==== Recorded information ====

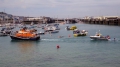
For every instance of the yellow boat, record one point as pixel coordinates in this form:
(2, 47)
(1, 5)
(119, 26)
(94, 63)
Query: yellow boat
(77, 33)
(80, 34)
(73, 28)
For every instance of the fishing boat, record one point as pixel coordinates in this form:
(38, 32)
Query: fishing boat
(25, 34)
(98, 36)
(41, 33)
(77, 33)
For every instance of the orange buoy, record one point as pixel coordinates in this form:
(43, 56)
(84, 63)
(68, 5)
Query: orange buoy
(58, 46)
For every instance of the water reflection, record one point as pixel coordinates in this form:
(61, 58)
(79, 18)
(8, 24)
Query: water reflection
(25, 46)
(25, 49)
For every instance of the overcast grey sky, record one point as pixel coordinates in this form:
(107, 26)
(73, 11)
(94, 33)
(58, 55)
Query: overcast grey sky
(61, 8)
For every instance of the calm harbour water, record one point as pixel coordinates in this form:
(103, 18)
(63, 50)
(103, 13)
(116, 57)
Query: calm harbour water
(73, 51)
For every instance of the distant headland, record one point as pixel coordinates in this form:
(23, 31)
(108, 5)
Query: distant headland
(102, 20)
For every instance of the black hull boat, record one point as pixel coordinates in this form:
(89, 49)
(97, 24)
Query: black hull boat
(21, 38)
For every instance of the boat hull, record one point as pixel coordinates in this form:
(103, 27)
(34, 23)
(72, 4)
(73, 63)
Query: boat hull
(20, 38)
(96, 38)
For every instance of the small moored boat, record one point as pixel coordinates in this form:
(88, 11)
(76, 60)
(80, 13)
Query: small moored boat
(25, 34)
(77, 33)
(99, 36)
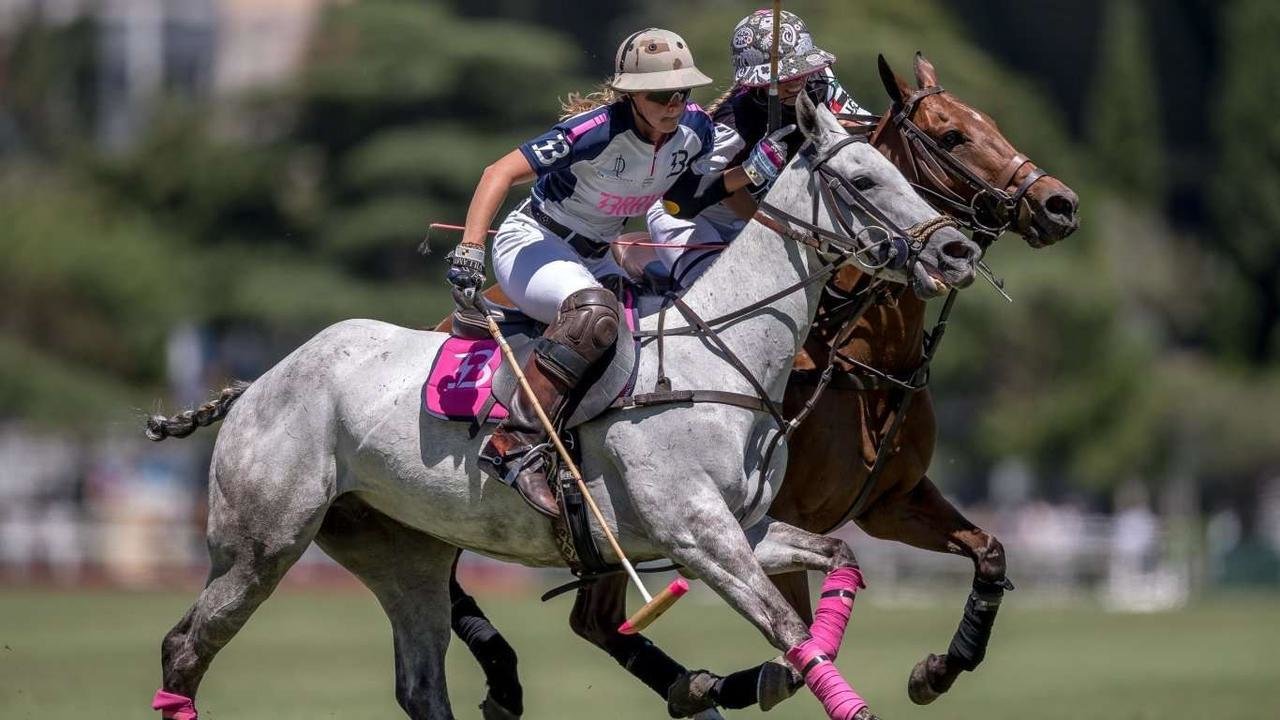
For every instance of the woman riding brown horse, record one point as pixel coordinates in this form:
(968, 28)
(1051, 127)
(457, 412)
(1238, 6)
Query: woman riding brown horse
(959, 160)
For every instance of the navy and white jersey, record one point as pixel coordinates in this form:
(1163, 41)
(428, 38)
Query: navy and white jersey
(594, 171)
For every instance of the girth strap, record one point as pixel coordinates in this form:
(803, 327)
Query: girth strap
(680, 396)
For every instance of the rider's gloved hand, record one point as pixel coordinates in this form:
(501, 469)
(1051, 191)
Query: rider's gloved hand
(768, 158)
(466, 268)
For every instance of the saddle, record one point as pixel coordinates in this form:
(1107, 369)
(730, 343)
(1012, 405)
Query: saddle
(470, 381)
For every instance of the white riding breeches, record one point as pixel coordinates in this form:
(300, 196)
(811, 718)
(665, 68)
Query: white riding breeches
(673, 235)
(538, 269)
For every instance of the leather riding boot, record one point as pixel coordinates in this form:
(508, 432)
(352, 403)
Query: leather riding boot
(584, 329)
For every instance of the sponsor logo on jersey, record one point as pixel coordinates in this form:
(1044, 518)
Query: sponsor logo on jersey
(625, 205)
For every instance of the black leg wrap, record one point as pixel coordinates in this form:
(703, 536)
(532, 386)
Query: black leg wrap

====

(What the task asks) Return exactly the lines above, from the one with "Query: boat hull" up to and including the one with "For every instance of the navy", and include no pictures.

(Exercise response)
Query: boat hull
(20, 38)
(96, 38)
For every instance of the small moored boat, record one point as pixel coordinates in this form:
(88, 11)
(76, 60)
(80, 13)
Query: small moored boat
(25, 34)
(77, 33)
(99, 36)
For every instance of the woman riding brown horse, record one point as pixel coordinates in this form:
(968, 28)
(1051, 127)
(457, 412)
(1238, 6)
Query: woman riding brown horse
(959, 160)
For every instance of the navy and white jersey, record one point as pixel coordinates in this form:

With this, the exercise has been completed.